- Task details
Find every line in the records below that holds the word "background", and copy each one.

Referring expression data
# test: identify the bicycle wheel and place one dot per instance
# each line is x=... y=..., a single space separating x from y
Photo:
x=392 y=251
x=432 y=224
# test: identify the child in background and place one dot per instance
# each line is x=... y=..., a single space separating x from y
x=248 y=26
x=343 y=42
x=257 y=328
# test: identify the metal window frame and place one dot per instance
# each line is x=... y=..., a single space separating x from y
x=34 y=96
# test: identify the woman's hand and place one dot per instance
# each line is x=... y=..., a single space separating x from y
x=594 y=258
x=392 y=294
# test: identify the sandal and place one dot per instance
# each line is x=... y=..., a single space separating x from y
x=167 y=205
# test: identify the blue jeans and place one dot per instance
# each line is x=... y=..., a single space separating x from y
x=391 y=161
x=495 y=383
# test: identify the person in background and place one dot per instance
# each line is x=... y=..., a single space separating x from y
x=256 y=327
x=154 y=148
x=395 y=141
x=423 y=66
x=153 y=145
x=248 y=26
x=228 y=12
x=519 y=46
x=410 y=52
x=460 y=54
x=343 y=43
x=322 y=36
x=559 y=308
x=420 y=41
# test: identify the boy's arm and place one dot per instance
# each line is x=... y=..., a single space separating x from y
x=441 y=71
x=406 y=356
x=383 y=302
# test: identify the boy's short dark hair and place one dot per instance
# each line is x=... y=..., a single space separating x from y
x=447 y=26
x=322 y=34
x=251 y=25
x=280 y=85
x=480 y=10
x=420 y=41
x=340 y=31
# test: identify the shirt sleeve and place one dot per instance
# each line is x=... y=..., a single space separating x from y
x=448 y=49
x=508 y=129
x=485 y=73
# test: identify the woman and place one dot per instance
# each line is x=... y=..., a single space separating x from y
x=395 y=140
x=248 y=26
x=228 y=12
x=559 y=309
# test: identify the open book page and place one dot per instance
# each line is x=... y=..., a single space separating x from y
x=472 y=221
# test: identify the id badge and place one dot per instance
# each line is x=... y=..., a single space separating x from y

- Expected answer
# test: identify the child in background and place one dot per instance
# test: identify the person in background and place one dot per instance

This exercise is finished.